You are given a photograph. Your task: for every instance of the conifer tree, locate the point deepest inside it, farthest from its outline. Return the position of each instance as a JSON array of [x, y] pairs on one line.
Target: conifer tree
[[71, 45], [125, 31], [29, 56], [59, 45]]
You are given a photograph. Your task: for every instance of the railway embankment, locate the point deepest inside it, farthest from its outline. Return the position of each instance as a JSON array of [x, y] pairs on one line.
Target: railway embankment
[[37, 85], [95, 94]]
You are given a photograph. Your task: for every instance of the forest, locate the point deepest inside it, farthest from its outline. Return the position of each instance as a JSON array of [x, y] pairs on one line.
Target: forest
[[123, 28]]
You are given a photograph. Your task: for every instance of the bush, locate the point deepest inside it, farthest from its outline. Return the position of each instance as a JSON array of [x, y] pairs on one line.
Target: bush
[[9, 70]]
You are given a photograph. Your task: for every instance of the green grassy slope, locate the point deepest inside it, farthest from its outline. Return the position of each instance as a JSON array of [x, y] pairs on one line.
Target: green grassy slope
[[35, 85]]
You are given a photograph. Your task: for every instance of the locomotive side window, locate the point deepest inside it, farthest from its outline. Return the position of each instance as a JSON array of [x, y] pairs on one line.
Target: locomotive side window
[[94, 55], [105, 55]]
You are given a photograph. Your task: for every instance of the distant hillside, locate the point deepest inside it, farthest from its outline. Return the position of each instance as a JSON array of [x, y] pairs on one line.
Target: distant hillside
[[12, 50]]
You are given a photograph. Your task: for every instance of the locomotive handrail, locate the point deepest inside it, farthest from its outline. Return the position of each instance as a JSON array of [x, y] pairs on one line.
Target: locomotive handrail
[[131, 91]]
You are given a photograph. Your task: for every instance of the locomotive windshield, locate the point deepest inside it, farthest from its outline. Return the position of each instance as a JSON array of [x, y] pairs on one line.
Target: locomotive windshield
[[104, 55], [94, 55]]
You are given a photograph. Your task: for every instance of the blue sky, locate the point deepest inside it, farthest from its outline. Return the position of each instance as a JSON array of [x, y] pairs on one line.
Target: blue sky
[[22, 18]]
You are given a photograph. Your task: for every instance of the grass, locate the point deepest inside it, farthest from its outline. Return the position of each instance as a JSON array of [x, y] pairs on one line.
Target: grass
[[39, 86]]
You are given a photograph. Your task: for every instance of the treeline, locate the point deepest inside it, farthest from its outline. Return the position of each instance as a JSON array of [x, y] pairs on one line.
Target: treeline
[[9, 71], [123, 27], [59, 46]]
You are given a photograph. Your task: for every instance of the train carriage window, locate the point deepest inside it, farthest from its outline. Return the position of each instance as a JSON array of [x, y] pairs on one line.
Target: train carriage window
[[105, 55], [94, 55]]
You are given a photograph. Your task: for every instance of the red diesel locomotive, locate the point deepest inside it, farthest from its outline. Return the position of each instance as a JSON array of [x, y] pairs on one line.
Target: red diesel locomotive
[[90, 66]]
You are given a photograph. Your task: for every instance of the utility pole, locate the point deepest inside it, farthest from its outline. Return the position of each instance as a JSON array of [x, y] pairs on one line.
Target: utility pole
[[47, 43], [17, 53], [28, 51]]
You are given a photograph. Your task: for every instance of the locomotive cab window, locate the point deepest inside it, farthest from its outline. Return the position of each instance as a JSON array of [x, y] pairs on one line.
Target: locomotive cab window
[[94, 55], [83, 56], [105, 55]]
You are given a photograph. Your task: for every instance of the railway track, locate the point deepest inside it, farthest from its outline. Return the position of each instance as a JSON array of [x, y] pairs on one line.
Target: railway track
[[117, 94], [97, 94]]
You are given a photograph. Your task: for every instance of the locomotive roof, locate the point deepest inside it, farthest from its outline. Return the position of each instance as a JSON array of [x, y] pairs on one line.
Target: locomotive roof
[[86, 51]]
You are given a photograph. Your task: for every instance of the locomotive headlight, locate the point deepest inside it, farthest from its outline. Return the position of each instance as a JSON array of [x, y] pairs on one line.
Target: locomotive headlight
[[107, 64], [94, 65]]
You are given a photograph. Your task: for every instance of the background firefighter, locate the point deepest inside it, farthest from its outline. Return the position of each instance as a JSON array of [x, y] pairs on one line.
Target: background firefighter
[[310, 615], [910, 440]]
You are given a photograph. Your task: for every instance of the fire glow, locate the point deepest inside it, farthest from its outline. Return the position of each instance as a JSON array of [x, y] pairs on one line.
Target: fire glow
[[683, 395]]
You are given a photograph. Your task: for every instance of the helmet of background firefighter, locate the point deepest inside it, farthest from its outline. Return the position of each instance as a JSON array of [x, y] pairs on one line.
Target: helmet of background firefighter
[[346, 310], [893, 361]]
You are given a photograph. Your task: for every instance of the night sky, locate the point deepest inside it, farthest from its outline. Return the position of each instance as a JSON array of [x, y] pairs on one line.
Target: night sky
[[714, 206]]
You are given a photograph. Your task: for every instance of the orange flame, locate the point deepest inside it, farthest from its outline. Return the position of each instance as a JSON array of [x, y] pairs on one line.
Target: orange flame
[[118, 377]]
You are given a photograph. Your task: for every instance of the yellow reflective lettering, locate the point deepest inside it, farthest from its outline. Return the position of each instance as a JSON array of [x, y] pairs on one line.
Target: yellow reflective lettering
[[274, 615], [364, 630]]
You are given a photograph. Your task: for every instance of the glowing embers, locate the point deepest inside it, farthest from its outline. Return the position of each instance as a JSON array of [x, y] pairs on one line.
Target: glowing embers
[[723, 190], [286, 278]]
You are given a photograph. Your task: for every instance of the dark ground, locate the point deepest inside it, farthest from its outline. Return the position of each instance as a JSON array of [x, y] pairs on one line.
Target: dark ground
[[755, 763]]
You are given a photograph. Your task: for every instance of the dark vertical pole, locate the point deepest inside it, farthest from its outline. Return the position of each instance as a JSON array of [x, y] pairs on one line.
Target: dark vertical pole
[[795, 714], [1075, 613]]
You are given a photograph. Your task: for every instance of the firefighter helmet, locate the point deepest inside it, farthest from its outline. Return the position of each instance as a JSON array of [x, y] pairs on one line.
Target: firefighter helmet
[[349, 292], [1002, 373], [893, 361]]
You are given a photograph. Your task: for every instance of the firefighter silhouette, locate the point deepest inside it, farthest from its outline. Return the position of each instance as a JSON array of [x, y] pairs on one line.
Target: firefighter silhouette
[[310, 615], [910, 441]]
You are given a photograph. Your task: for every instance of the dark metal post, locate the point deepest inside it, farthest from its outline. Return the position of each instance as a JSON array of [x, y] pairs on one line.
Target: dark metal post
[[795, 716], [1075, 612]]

**********

• [DIRECTIONS FOR THIS TASK]
Edit the material from the line with "of the utility" to the line with "[[94, 55], [83, 56], [105, 55]]", replacing "cab window" with "driver's window" and leaving everything else as it is, and give only those lines.

• [TASK SOLUTION]
You are given a photograph. Your task: for every instance of the utility pole, locate the point deepest inside it, farthest from its outline. Return the position of each instance as a JSON array of [x, y] pairs on one line.
Target: utility pole
[[47, 43], [17, 53], [28, 51]]
You are given a photograph. Your task: for every instance of the locomotive driver's window, locate the point deepest inside it, farthest from its outline. Return the position of each instance as a JSON array of [x, y] pairs on one line.
Target: locomotive driver's window
[[94, 55], [83, 56], [105, 55]]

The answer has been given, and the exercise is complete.